EXERCISE INSTRUCTIONS.
• a. From the rows, copy out again every line starting at the one that contains "wanted | a marker on every instance of the torii" and ending at the one that contains "<point>218,337</point>", both of those lines included.
• b. Continue the forum thread about the flowerhorn's worth from where it stops.

-- BEGIN SELECTED EXTRACT --

# how much is this flowerhorn worth



## hakeemtito (Oct 3, 2003)

i traded this flowerhorn for my used aquaclear 500 to some guy at my local fish store. wondering how much it's worth.


----------



## Poseidon X (Jan 31, 2003)

thats a pretty nice lou han actually.. nice color and B grade flowers. Since LH is an older breed this fish is probably worth $50, but is alot better then fish i have seen sold in lfs for twice as much in the ne


----------



## crazyklown89 (Aug 28, 2003)

I was expecting some crappy, and ugly Trimac mutt.

But that's not bad actually, pretty cool looking. If I had the space I'd buy him..


----------



## luva40 (Jan 5, 2003)

That looks just like the 8-10er I got for free. Nice pick up.

Kevin


----------



## Poseidon X (Jan 31, 2003)

If i was going to cover all the aspects of this fish and grade it compared to newer strains i would start with the tail by saying it has a tiny anal fin, not fan like at all.. much to narrow, lacks pearl and color on the dorsal and cuadal fin.. it does have pretty pectoral fins though and the color is nice the markings are nice and seperated but they are faded and not a dark black color.. maybe some ghost shrimp and fix this. could get a slight nuchal hump but the mouth is probably to long at this size to support a large head, and the lips are also extra fat when small ones are favored.

-- END SELECTED EXTRACT --
-- BEGIN INFORMATION SUPPLIED --

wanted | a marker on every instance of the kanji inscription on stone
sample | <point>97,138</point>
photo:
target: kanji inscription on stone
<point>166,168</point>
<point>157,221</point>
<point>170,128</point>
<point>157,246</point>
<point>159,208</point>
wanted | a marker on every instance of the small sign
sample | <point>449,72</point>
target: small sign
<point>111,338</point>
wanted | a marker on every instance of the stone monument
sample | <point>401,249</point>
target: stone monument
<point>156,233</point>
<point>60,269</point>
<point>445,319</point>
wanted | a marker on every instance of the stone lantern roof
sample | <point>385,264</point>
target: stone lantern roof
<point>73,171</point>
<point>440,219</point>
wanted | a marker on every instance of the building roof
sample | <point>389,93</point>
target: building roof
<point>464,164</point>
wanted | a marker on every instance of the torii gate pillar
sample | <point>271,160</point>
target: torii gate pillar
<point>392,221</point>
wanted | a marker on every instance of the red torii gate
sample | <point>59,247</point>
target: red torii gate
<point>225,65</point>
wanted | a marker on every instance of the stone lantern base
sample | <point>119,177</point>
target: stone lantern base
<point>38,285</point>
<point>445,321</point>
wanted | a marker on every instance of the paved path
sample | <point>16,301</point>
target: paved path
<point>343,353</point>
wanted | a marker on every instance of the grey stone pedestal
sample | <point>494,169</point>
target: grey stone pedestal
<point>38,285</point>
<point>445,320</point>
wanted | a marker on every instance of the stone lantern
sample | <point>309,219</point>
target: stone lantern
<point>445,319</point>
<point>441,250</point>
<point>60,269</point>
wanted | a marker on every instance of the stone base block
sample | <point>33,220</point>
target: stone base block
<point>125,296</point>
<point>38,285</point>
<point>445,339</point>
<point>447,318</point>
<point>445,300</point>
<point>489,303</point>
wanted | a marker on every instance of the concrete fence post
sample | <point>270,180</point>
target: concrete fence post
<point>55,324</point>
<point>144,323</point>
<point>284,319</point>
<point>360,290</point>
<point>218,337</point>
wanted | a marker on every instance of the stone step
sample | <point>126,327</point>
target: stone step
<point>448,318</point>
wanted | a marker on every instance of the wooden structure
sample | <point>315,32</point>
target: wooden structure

-- END INFORMATION SUPPLIED --

ANSWERS BELOW.
• a.
wanted | a marker on every instance of the torii gate pillar
sample | <point>271,160</point>
target: torii gate pillar
<point>392,221</point>
wanted | a marker on every instance of the red torii gate
sample | <point>59,247</point>
target: red torii gate
<point>225,65</point>
wanted | a marker on every instance of the stone lantern base
sample | <point>119,177</point>
target: stone lantern base
<point>38,285</point>
<point>445,321</point>
wanted | a marker on every instance of the paved path
sample | <point>16,301</point>
target: paved path
<point>343,353</point>
wanted | a marker on every instance of the grey stone pedestal
sample | <point>494,169</point>
target: grey stone pedestal
<point>38,285</point>
<point>445,320</point>
wanted | a marker on every instance of the stone lantern
sample | <point>309,219</point>
target: stone lantern
<point>445,319</point>
<point>441,250</point>
<point>60,269</point>
wanted | a marker on every instance of the stone base block
sample | <point>33,220</point>
target: stone base block
<point>125,296</point>
<point>38,285</point>
<point>445,339</point>
<point>447,318</point>
<point>445,300</point>
<point>489,303</point>
wanted | a marker on every instance of the concrete fence post
sample | <point>270,180</point>
target: concrete fence post
<point>55,324</point>
<point>144,323</point>
<point>284,319</point>
<point>360,290</point>
<point>218,337</point>

• b.
as a neat comparison you can check out this modern flowerhorn, Jin Hwa type that is bred for the same color look.. notice the exotic eye colors, finage and body shape at 5", dark markings.. which as far as kamfa type go do not have to go the length of the body. Also short mouth that downcurves to the proportionate lips. Also shows a fan tail which will eventuall wrap around as having streamers isnt a good trait anymore.


----------



## hakeemtito (Oct 3, 2003)

another pic


----------



## hakeemtito (Oct 3, 2003)

btw, thanks poseiden x for all the info, you are indeed the flowerhorn god


----------



## Poseidon X (Jan 31, 2003)

if you just got this guy in.. then he still has a chance to get this head pumped up a little bit. I would add coral chips to the tank if you dont already and get the ph to 7.5-7.8 and then pump up the temperature to 86 degrees... feed with beefheart. and see if you get some results. This is a great starter fish, and much better then the first one i had.


----------



## crazyklown89 (Aug 28, 2003)

Wait black anal fins are preferred?????

I think it looks kind of ugly but my FH's anal fin is BLACK.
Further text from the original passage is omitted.